* **SUPPLIED RECORDS**
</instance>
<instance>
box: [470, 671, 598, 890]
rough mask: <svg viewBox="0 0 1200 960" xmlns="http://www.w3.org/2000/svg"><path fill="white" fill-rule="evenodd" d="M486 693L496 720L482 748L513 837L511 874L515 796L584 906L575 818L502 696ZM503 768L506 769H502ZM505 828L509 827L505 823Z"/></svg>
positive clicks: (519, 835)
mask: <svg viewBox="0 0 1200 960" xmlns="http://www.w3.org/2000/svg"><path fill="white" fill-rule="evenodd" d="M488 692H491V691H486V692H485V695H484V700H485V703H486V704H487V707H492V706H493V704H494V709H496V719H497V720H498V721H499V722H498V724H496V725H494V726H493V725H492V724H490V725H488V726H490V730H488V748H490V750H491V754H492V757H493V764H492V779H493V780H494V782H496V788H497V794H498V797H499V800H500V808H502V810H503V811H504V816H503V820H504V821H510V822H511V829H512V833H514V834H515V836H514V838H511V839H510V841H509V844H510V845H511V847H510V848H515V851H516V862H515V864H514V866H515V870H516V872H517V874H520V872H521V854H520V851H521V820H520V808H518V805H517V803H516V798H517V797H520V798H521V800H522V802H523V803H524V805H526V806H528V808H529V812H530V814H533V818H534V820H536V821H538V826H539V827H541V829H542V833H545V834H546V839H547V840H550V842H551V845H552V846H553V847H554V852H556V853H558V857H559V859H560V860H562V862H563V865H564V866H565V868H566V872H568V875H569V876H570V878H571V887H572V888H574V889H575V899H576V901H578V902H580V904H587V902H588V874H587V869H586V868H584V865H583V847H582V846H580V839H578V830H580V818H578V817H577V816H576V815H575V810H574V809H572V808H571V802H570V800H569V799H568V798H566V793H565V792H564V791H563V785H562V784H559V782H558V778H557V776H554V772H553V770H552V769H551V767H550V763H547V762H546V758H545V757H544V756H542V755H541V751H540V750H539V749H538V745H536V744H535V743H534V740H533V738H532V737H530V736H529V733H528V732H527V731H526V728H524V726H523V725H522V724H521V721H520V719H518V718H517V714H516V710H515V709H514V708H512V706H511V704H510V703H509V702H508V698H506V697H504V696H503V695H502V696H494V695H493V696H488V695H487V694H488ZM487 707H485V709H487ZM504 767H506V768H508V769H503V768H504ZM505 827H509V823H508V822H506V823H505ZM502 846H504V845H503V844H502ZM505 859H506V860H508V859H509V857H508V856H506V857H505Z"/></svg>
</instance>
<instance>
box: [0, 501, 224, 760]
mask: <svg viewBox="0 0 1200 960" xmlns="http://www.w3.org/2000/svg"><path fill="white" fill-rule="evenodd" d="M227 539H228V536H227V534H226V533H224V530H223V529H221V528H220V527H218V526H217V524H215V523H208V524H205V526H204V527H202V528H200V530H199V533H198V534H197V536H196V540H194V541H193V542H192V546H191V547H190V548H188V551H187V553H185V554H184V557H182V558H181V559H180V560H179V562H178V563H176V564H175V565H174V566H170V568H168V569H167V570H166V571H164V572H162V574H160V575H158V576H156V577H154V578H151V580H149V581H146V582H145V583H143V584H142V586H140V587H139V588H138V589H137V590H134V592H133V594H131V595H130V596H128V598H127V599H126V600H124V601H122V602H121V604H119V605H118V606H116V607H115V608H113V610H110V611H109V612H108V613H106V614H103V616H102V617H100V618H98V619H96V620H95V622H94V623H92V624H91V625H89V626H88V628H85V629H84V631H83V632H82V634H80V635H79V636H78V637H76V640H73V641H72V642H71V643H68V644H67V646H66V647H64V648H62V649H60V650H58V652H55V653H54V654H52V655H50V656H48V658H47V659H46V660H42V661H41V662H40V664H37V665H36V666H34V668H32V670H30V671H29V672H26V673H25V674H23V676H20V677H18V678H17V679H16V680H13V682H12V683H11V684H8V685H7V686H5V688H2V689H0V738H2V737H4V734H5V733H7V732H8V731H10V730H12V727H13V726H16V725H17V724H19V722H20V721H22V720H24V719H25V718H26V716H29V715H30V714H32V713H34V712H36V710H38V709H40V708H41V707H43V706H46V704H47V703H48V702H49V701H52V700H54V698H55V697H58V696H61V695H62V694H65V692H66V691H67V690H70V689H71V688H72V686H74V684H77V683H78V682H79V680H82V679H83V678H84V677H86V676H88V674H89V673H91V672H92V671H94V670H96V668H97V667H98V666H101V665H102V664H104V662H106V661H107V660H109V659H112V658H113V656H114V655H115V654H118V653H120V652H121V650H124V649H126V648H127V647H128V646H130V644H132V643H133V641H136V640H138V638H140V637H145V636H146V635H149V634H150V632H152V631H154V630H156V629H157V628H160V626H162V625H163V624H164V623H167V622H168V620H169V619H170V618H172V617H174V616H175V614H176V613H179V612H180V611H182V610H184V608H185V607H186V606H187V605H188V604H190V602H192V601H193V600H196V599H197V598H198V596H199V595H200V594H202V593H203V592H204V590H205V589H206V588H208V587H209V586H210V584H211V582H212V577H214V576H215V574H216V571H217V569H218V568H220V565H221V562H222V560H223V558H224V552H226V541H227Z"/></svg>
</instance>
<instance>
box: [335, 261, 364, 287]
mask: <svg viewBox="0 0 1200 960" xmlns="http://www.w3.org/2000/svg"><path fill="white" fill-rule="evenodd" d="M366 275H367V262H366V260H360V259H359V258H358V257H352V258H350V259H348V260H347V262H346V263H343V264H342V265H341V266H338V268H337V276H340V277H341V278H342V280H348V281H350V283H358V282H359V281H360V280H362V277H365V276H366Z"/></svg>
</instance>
* * *
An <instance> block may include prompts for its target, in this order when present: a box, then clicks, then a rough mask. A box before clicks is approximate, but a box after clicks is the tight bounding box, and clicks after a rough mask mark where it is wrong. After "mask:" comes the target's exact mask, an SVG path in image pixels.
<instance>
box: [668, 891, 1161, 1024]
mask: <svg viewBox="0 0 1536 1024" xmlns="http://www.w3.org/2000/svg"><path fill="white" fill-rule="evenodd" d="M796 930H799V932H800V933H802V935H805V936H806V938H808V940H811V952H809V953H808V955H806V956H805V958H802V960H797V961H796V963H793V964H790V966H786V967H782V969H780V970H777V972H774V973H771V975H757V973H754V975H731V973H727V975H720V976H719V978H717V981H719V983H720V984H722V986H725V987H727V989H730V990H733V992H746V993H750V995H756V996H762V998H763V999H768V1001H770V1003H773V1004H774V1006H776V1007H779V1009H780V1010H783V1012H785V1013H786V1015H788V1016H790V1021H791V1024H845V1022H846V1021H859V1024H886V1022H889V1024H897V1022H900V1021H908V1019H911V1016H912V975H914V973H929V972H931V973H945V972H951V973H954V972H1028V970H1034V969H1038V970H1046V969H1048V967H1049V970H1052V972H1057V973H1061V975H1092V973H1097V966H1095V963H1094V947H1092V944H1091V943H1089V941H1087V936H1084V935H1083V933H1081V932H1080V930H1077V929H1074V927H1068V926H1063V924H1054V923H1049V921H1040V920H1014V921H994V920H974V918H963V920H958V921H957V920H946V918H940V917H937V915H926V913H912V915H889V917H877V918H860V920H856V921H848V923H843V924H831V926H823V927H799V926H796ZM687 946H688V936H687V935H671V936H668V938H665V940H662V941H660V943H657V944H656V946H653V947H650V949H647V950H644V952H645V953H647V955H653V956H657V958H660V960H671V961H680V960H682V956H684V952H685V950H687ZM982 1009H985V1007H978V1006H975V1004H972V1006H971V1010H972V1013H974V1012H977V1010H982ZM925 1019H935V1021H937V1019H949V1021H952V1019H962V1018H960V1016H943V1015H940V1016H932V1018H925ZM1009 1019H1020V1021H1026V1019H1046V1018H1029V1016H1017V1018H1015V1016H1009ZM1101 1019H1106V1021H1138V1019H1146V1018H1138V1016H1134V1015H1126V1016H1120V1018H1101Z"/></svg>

* **WORK INSTRUCTIONS**
Scan the material above for the word "rough", and copy each line where it appears.

* **TASK RESPONSE**
rough mask: <svg viewBox="0 0 1200 960" xmlns="http://www.w3.org/2000/svg"><path fill="white" fill-rule="evenodd" d="M486 693L496 720L482 748L513 837L511 874L515 796L584 906L575 818L502 696ZM503 768L506 769H502ZM505 828L509 827L505 823Z"/></svg>
An <instance> block may include prompts for its target, in this order when present: a box, then clicks, then a rough mask. A box before clicks is approximate, but a box after clicks is the tight bounding box, and clicks after a rough mask mark where it is wrong. After "mask:" comes the target's exact mask, an SVG path in image pixels.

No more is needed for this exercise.